(Saved entries)

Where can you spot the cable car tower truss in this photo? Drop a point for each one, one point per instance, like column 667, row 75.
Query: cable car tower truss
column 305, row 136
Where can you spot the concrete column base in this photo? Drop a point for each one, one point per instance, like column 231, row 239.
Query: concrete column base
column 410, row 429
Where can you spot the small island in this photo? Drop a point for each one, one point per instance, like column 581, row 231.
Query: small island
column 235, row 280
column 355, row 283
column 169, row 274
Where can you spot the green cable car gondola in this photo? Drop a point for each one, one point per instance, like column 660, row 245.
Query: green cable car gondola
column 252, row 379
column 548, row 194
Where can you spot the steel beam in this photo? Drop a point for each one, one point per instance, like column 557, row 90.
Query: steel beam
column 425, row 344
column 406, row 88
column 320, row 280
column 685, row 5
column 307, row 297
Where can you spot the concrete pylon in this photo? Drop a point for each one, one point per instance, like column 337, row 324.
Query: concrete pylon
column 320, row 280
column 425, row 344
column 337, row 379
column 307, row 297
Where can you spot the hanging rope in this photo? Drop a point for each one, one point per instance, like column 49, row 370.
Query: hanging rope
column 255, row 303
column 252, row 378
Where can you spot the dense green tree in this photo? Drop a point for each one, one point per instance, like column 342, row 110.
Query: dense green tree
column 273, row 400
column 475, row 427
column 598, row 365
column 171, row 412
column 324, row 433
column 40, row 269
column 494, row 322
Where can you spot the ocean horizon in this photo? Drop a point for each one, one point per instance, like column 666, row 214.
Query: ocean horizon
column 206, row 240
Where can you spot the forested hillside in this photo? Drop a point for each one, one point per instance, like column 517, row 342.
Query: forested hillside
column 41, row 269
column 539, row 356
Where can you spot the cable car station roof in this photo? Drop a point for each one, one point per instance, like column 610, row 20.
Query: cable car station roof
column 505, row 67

### INSTRUCTIONS TO FOLLOW
Each record must be transcribed exactly, with nothing left out.

### EXERCISE SOLUTION
Where can you spot the cable car tower truss in this photo? Drop a point for each one, one point per instance, like column 667, row 75.
Query: cable car tower truss
column 305, row 136
Where can you spot the concrete column base in this photo? Drop a point for each one, one point per instance, like column 231, row 239.
Query: concrete column base
column 410, row 429
Where can you spot the small island in this photo? Drop a point for each one, one point per instance, like column 581, row 231.
Query: small island
column 235, row 280
column 355, row 283
column 169, row 274
Where can you spot the green cable car gondola in this photo? Drop a point for each one, one point per instance, like column 660, row 245.
Query: green cable car gondola
column 252, row 379
column 548, row 194
Where can you spot the steel beam in this photo? Drop a point for each one, one point per instance, like column 557, row 90.
Query: steel beam
column 425, row 344
column 406, row 88
column 320, row 280
column 685, row 5
column 307, row 297
Where can you spot the concrete pylon in this photo? Drop a point for each one, one point per instance, like column 337, row 324.
Query: concrete pylon
column 320, row 280
column 425, row 344
column 337, row 379
column 307, row 297
Where can you spot the hanging rope in this photo? Drop a point for each one, one point per instance, like column 49, row 370.
Query: hanging rope
column 255, row 303
column 252, row 378
Where can you spot the dense green tree in this photo? Drop a point for each one, one point per instance, like column 342, row 110.
Query: dense green tree
column 273, row 400
column 475, row 427
column 598, row 365
column 171, row 412
column 324, row 433
column 40, row 269
column 494, row 322
Where can you spot the ocean horizon in this photo? Drop a point for each one, one point per instance, like column 666, row 214.
Query: ocean horizon
column 206, row 240
Where can you spot the forested hillside in this photo? Drop a point for each one, one point per instance, like column 517, row 342.
Query: forested hillside
column 41, row 269
column 539, row 356
Where can you spot the cable car station roof in this photo? Drop a point for each one, one point per instance, like column 610, row 20.
Query: cable car station roof
column 505, row 67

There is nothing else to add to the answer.